== Data ==
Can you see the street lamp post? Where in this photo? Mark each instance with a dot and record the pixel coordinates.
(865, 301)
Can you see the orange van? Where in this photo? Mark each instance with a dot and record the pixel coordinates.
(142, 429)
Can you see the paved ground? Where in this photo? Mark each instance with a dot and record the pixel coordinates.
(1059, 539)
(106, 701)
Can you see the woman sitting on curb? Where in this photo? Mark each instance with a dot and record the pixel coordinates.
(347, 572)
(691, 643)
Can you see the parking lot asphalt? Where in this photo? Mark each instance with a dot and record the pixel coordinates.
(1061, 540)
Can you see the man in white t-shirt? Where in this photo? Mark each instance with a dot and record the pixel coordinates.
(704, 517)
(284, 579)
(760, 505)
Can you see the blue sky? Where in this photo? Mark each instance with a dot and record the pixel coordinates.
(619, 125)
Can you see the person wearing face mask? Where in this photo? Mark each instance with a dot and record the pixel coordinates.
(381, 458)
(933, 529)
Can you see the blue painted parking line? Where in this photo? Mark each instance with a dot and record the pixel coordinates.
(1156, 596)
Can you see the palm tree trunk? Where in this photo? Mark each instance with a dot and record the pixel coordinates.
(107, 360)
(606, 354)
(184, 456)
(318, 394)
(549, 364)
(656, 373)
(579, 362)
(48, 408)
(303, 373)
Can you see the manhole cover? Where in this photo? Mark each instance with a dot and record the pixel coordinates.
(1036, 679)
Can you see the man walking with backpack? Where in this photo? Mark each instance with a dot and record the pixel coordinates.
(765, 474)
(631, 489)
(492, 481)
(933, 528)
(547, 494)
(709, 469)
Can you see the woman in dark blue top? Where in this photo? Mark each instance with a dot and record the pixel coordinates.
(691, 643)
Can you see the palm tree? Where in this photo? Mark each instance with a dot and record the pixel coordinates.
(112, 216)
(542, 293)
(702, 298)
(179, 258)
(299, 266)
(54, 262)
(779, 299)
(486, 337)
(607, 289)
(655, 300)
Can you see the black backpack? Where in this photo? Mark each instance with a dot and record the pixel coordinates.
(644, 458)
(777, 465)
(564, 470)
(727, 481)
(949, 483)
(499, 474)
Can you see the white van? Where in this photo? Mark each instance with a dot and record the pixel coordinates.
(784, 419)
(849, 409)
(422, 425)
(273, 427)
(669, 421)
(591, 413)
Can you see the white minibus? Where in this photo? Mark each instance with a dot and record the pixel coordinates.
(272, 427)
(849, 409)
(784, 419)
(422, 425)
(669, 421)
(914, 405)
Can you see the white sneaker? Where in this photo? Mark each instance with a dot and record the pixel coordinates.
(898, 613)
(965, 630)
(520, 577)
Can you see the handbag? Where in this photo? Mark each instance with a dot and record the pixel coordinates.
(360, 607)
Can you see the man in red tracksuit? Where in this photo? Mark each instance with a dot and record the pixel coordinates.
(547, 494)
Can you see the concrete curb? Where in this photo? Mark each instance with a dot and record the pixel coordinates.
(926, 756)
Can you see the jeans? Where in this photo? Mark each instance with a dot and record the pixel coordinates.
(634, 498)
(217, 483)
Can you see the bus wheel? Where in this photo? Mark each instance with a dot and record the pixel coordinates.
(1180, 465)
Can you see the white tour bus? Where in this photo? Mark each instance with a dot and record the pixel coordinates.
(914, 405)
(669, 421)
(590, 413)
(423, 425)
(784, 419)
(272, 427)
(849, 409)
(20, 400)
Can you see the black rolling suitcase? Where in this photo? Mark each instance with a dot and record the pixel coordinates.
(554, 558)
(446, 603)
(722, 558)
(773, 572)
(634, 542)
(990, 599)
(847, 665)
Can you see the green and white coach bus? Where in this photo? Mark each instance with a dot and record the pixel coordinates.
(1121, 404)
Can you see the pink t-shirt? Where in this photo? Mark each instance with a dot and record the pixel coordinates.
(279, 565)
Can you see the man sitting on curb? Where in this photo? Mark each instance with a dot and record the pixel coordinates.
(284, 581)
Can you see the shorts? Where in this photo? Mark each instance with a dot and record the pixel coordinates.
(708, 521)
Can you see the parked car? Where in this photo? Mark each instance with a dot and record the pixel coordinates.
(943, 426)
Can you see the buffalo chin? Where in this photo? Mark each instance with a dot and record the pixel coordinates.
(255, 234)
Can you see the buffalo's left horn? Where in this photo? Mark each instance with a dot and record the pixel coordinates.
===
Your goal: Set down exactly the line with "Can you see the parked" and each line after it up to the end of the records, adding nothing.

Response for this exercise:
Can you see the parked car? Where in this photo? Mark each instance with a dot and record the pixel coordinates.
(943, 426)
Can you see the buffalo chin? Where in this photo? Mark each instance with a dot and record the pixel coordinates.
(255, 234)
Can you see the buffalo's left horn? Where in this photo? Mark each instance with a dot and record the pixel coordinates.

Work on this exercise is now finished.